Collected data
□ □ □ □

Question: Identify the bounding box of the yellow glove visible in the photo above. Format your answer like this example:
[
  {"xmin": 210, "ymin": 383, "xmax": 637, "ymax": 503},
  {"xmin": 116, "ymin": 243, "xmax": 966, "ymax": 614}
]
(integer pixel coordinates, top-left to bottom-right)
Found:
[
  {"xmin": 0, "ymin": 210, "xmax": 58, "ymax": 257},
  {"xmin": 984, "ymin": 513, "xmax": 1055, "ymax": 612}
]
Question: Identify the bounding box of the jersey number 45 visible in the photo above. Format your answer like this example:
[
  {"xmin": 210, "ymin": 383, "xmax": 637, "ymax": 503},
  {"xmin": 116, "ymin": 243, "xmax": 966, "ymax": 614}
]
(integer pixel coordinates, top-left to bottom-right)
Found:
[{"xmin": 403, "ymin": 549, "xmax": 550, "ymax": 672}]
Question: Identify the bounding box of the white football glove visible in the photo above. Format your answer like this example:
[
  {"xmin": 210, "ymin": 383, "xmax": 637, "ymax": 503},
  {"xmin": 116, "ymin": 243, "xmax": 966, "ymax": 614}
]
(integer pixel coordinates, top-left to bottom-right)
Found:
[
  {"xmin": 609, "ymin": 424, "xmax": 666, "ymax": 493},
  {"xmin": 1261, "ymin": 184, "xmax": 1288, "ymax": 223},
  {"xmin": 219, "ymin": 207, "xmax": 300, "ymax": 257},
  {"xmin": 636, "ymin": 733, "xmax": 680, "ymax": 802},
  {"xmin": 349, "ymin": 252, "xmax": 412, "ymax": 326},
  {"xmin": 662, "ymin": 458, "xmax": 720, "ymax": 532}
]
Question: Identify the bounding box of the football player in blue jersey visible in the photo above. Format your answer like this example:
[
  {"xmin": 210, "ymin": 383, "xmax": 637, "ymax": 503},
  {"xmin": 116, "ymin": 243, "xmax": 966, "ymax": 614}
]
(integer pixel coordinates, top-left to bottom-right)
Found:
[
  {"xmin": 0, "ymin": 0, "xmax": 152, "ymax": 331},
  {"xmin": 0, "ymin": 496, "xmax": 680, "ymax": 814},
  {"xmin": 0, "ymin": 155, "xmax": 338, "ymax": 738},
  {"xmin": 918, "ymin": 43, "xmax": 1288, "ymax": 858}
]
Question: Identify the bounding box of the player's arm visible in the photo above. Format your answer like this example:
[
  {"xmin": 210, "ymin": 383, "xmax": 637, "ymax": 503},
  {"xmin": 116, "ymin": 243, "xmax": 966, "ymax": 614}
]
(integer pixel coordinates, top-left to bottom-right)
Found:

□ □ □ □

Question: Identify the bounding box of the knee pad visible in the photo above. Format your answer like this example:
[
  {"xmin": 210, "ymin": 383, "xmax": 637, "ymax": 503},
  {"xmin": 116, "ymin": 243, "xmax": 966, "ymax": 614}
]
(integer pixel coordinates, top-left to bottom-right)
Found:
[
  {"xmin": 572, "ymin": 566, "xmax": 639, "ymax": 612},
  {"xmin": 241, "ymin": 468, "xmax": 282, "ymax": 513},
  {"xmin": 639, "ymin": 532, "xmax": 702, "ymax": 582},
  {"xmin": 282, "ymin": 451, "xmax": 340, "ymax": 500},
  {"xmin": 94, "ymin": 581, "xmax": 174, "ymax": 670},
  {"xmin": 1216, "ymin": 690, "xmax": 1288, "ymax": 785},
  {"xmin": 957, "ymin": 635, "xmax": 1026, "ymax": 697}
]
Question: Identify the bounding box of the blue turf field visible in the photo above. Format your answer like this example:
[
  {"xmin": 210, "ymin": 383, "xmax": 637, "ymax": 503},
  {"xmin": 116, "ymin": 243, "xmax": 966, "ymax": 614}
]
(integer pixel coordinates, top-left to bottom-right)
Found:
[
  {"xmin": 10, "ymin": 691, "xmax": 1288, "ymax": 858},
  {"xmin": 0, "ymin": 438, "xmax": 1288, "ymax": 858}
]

□ □ □ □

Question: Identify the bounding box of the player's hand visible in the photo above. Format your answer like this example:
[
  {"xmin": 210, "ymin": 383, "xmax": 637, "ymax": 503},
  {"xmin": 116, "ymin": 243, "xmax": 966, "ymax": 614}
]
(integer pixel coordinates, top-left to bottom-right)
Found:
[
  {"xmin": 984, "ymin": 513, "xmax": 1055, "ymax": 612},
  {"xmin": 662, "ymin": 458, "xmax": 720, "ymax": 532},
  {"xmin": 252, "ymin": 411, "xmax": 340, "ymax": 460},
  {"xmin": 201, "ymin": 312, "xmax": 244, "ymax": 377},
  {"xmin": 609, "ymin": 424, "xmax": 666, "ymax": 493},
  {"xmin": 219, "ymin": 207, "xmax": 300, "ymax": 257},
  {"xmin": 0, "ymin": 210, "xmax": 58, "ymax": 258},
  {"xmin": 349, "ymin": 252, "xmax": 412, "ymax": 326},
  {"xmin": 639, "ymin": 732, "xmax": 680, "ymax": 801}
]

□ □ □ □

How many lines in the records contain the string "football", counting only matches with the same capitalization? Reply with the number alone.

2